In this file photo, Taiwanese army soldiers wearing protective suits spray disinfectant over a road during a drill to prevent community cluster infection of coronavirus in New Taipei City, Taiwan. (AP)

Boeing to extend shutdown indefinitely

Boeing said it will continue its shutdown of production indefinitely at its Seattle-area facilities because of the spread of the coronavirus. In an email to Washington employees, the company said it is extending the planned two-week shutdown rather than reopening Wednesday.

Around 30,000 of Boeing's 70,000 employees are likely to be affected by the decision in the state. The company said the decision is based on the health and safety of its employees, assessment of the coronavirus spread, supply chain concerns and recommendations from government health officials.

In this file photo, a worker walks near a mural of a Boeing 747-8 airplane at the company's manufacturing facility in Everett, north of Seattle. (AP)

France reports 357 deaths in 24 hours

France reported 357 deaths in hospitals from the virus in a single day Sunday but showed signs that its spread is slowing after 20 days of national confinement. The country is among the hardest hit in the world, with 8,078 confirmed deaths since the virus arrived in January.

A man walks in an empty square during a nationwide confinement to prevent the spread of the coronavirus, in the center of Lyon, central France. (AP)

Italy sees dip in Covid-19 death toll

Italy has registered its lowest day-to-day increase in deaths of patients with the coronavirus in more than two weeks. Angelo Borrelli, the head of the national Civil Protection agency on Sunday, said there were 525 deaths in the 24-hour period since Saturday evening. That's the lowest such figure since 427 deaths were registered on March 19.

The country has registered a total of 15,887 deaths and nearly 130,000 confirmed cases of Covid-19.

Global surge in domestic violence amid COVID-19 lockdown: UN Chief

As the world grapples with the coronavirus pandemic, UN Secretary General António Guterres Monday appealed governments to pay attention to and prevent a “horrifying global surge in domestic violence” over the last few weeks amid lockdown measures imposed by several countries. “I urged all governments to make the prevention and redress of violence against women a key part of their national response plans for COVID-19”, he said.

Through a video message posted on Twitter, Guterres pointed out how the domestic violence cases surged with the simultaneous increase in coronavirus induced lockdown measures. “Lockdown and quarantine are essential to suppress covid-19, but they can trap women with abusive partners. Over the last week as economic pressures have grown we have seen a horrifying surge in domestic violence. In some countries the number of women calling support services have doubled,” he added.

**EXTRACTED RECORDS:**

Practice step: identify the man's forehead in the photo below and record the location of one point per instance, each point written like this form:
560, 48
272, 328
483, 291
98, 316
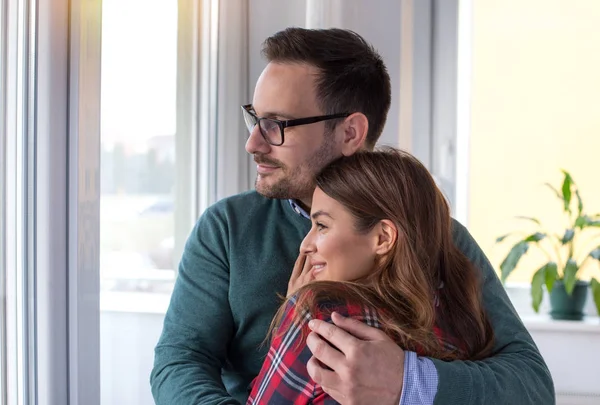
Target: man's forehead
286, 90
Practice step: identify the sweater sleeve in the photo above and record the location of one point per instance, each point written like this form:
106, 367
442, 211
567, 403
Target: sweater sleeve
198, 325
516, 373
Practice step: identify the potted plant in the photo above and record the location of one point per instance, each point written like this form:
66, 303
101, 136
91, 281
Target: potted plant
565, 255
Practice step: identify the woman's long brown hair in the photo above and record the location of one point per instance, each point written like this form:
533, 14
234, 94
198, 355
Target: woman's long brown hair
425, 281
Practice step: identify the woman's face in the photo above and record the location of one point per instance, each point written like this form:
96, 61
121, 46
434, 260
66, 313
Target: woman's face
335, 250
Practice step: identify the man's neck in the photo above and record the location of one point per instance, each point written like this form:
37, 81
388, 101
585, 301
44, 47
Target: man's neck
304, 204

**DIRECTIONS FOR THIS TASK:**
Repeat word for word the part of the coronavirus news roundup above from "Italy has registered" up to and including "cases of Covid-19.".

**EXERCISE SOLUTION:**
Italy has registered its lowest day-to-day increase in deaths of patients with the coronavirus in more than two weeks. Angelo Borrelli, the head of the national Civil Protection agency on Sunday, said there were 525 deaths in the 24-hour period since Saturday evening. That's the lowest such figure since 427 deaths were registered on March 19.

The country has registered a total of 15,887 deaths and nearly 130,000 confirmed cases of Covid-19.